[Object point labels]

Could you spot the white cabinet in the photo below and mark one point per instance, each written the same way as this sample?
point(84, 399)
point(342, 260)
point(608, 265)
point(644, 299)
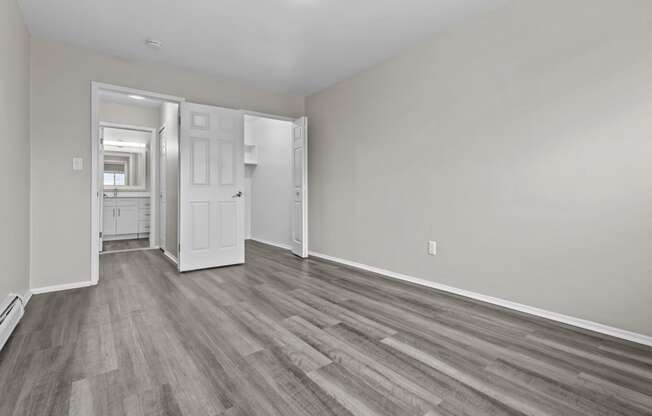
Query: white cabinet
point(108, 219)
point(126, 218)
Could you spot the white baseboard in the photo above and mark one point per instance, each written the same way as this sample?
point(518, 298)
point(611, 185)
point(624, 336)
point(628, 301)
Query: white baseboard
point(26, 297)
point(170, 256)
point(57, 288)
point(553, 316)
point(272, 243)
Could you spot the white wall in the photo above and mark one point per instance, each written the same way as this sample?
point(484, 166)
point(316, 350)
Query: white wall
point(133, 115)
point(271, 180)
point(520, 140)
point(14, 150)
point(61, 78)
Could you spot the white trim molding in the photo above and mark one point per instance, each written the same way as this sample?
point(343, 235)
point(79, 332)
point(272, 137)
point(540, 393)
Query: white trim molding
point(272, 243)
point(96, 88)
point(530, 310)
point(57, 288)
point(170, 256)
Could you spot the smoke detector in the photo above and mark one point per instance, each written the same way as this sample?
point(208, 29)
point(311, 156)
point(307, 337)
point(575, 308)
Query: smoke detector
point(153, 43)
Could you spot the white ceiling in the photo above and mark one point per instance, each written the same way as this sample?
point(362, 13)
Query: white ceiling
point(122, 98)
point(296, 46)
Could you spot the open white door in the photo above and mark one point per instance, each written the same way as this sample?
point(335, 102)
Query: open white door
point(300, 184)
point(211, 180)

### TASK OBJECTIVE:
None of the pictures should appear; repeat the records exactly otherwise.

### TASK RESPONSE:
Could you spot the white cabinet in the photo below and mark one point per instance, each written the same way as this sample?
point(84, 399)
point(342, 260)
point(608, 265)
point(644, 299)
Query: white cabinet
point(108, 219)
point(126, 218)
Could you spot the white baseboard in the photo above and mark one point per instance, each written the same way as this sample?
point(518, 298)
point(611, 185)
point(624, 336)
point(628, 301)
Query: white baseboard
point(26, 297)
point(170, 256)
point(57, 288)
point(553, 316)
point(272, 243)
Could you spot the white wall in the photo above and mark one point per instance, each written the same way as this sample?
point(484, 166)
point(316, 350)
Query: white wall
point(133, 115)
point(271, 180)
point(520, 140)
point(14, 150)
point(61, 78)
Could you spot the white trim molding in the photo above and mark one point per instance, each written the same way as this sample?
point(343, 235)
point(79, 332)
point(272, 137)
point(540, 393)
Query: white trim molding
point(272, 243)
point(96, 88)
point(530, 310)
point(57, 288)
point(170, 256)
Could you spot the smoke detector in the photo above and mark one point per instance, each written the same way as this sample?
point(208, 29)
point(311, 156)
point(307, 337)
point(575, 308)
Query: smoke detector
point(153, 43)
Could you spot the white ceiling in the photo above and mark one point per instance, each written the same way as this sample?
point(362, 13)
Query: white ceiling
point(122, 98)
point(296, 46)
Could you spot the open white door in the photo above and mark one point per instance, each written the same way as this sample?
point(335, 102)
Query: open white door
point(300, 184)
point(211, 180)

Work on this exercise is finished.